TASK MATERIAL Start Marker
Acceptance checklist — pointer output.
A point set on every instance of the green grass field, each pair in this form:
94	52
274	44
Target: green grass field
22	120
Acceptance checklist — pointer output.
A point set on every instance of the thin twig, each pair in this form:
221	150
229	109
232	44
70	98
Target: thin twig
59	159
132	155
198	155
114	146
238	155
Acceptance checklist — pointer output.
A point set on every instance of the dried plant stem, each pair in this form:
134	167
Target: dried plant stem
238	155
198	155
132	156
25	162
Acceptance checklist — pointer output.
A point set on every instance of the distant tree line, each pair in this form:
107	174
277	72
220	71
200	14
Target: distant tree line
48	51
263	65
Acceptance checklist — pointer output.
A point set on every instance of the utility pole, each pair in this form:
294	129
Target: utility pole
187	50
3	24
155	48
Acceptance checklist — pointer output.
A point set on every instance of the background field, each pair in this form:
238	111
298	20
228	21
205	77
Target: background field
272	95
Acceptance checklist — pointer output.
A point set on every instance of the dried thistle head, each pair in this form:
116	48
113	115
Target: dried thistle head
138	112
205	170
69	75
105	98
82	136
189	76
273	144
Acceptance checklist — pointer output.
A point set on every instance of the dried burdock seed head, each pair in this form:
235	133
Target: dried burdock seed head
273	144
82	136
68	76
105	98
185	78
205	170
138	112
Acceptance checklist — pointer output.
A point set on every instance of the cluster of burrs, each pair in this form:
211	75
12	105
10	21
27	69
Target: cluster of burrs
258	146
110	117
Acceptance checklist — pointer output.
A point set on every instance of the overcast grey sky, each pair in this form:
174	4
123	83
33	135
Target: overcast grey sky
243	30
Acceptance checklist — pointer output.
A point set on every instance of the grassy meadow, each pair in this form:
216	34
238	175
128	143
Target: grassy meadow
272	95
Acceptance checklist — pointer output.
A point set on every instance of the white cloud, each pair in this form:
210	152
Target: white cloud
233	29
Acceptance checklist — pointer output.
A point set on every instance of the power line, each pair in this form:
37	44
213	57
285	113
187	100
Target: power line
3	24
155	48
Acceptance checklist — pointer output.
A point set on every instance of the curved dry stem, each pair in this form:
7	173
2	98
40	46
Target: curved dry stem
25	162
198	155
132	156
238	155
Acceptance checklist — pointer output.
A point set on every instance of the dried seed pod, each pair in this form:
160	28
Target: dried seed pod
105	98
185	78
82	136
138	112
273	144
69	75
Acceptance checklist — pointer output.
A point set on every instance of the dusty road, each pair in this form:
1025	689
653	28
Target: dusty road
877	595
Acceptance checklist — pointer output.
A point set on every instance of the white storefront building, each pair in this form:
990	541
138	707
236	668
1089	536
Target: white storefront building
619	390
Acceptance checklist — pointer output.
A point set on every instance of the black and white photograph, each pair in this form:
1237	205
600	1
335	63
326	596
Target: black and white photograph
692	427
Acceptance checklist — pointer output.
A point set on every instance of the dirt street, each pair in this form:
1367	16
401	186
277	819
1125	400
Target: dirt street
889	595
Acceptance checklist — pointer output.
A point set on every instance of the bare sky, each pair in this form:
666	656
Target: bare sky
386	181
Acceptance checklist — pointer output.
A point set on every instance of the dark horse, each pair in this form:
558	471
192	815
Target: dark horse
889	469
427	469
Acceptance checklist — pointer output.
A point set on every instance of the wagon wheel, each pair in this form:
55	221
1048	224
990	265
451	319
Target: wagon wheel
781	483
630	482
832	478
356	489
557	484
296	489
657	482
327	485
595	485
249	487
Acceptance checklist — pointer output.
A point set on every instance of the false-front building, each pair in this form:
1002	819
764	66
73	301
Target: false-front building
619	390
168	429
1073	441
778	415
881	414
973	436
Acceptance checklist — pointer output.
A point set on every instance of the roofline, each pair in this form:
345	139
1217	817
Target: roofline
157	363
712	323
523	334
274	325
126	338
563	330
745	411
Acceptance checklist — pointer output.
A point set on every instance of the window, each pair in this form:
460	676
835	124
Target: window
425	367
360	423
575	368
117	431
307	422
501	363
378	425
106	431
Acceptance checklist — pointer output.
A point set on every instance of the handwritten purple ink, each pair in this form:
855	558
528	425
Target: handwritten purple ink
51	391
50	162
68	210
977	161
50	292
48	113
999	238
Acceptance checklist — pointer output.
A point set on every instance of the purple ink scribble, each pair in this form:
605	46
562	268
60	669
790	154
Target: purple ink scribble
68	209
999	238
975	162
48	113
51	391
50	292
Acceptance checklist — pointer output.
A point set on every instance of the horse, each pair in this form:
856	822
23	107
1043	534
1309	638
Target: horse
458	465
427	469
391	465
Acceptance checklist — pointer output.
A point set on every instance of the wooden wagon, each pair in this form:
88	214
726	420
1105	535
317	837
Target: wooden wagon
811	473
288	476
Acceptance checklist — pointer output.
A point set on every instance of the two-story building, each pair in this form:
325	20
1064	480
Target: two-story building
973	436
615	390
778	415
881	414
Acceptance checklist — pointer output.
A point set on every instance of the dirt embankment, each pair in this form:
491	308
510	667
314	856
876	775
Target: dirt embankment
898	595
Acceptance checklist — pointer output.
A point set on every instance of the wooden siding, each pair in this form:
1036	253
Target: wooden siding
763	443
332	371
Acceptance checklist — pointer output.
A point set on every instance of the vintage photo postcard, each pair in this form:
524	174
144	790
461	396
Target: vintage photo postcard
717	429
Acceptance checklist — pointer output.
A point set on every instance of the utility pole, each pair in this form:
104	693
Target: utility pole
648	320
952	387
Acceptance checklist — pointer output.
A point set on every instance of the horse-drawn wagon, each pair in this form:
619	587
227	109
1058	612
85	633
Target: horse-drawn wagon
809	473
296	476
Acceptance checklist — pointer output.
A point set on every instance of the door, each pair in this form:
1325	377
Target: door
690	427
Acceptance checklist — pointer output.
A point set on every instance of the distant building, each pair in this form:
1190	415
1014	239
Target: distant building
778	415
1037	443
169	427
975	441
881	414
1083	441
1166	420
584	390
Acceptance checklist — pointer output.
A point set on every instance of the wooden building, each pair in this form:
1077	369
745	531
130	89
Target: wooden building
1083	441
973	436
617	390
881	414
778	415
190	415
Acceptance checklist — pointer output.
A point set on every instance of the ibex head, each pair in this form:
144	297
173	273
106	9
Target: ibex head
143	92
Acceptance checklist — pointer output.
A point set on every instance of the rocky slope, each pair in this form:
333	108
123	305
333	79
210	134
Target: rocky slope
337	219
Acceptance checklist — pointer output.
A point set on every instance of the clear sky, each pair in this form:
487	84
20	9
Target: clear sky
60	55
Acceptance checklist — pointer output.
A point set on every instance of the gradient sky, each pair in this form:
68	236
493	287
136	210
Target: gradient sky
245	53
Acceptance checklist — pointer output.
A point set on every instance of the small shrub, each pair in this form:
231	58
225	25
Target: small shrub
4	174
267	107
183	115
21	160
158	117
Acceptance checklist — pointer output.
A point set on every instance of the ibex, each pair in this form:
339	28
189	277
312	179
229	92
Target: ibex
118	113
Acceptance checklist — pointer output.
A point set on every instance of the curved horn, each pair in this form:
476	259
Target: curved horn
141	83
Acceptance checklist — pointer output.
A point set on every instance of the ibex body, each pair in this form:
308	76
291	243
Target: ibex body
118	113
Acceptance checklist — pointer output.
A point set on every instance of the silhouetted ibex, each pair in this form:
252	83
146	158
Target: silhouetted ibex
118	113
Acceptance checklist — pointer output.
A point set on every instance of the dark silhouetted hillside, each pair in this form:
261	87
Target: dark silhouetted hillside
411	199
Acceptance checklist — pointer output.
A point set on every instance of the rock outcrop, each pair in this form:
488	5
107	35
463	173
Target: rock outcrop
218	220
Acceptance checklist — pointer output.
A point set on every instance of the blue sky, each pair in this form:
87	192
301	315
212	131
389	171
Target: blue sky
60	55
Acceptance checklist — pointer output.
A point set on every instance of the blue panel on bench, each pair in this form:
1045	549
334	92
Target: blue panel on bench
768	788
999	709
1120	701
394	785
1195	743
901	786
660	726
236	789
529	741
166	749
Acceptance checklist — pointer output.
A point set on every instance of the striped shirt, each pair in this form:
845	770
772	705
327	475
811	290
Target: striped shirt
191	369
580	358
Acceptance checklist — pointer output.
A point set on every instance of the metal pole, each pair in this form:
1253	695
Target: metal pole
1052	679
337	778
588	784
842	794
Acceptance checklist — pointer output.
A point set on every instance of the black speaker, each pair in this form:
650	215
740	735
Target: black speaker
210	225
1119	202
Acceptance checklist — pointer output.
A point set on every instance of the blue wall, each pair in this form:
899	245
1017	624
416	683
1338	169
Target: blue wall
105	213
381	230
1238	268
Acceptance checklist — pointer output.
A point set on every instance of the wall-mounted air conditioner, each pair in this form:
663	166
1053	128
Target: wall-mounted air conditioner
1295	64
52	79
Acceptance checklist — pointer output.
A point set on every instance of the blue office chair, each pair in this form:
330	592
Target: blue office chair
TASK MATERIAL End Marker
#### [REQUIRED WORK]
Could you copy every line in the records that holds "chair"?

#### [ANSWER FOR THIS EXERCISE]
A point set on every instance of the blue office chair, each pair in this form:
Target: blue office chair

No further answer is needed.